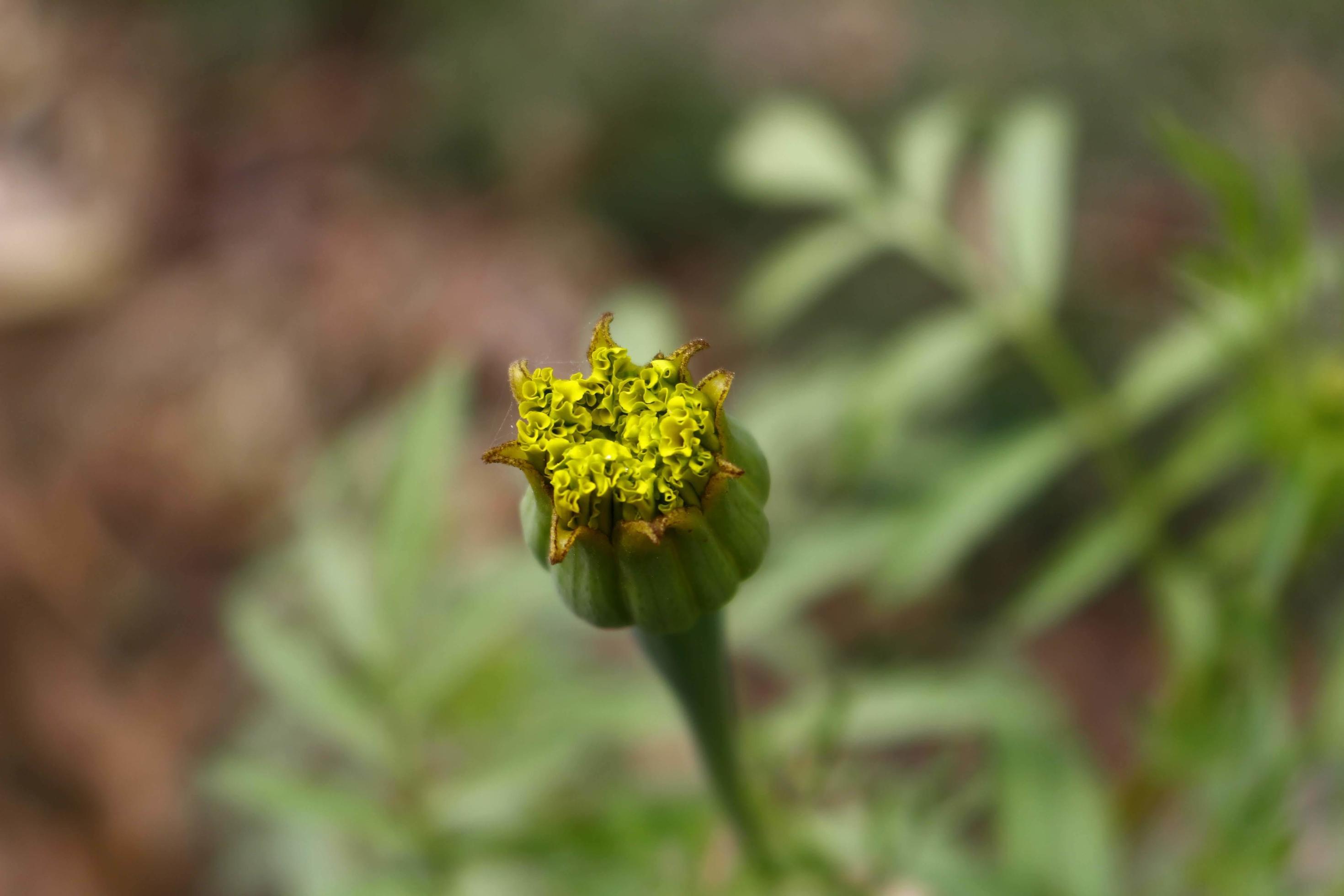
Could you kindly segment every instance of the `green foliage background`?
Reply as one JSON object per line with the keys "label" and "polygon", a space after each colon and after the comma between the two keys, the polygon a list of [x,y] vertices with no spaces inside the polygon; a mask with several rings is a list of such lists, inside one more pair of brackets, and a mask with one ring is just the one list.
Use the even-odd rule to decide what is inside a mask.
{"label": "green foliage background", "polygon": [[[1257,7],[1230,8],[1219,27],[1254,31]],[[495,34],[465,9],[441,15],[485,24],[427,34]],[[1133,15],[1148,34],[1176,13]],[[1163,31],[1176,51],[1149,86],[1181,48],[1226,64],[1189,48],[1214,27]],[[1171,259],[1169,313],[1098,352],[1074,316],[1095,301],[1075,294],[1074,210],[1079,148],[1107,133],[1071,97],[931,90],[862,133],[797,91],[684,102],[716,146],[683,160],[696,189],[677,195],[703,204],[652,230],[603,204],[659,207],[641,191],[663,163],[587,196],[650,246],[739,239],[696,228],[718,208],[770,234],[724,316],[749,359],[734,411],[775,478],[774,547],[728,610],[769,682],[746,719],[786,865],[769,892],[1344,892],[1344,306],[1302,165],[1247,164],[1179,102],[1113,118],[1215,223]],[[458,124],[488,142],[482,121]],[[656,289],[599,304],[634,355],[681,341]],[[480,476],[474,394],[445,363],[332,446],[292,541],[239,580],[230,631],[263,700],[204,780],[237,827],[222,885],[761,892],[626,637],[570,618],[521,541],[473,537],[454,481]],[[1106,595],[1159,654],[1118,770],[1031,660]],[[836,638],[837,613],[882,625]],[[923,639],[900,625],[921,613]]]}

==

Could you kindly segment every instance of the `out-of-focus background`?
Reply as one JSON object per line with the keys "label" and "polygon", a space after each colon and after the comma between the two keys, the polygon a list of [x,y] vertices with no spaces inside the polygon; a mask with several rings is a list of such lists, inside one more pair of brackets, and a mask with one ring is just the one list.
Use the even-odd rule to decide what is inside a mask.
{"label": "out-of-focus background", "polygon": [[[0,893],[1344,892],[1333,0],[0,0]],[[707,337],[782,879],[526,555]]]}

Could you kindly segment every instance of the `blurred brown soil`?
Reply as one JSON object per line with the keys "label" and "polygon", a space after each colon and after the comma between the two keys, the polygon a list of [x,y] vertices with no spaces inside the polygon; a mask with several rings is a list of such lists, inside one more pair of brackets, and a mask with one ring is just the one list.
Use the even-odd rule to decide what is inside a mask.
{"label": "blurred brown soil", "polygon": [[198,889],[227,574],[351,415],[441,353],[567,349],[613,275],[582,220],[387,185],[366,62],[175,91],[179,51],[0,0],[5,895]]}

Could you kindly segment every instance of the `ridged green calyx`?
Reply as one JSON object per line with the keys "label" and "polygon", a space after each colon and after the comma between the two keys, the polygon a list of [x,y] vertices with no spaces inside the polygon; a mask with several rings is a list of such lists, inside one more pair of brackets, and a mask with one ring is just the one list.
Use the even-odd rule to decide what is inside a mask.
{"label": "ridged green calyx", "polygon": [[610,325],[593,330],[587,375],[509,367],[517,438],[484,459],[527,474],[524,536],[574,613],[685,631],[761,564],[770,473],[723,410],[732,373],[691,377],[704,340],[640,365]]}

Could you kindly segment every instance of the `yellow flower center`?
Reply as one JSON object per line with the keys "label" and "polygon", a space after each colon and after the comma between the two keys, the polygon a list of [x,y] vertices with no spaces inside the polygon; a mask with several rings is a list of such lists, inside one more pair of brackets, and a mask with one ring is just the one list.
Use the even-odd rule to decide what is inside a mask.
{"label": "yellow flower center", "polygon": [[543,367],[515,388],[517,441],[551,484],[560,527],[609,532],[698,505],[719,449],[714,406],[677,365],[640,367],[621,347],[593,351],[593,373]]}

# [What you are asked to do]
Extract every line of the material above that contains the string "ridged".

# [Written reply]
Could you kindly segment every instance of the `ridged green calyx`?
{"label": "ridged green calyx", "polygon": [[610,325],[593,330],[587,375],[509,367],[517,438],[484,459],[527,474],[524,536],[574,613],[685,631],[761,564],[770,473],[723,410],[732,373],[691,377],[704,340],[640,365]]}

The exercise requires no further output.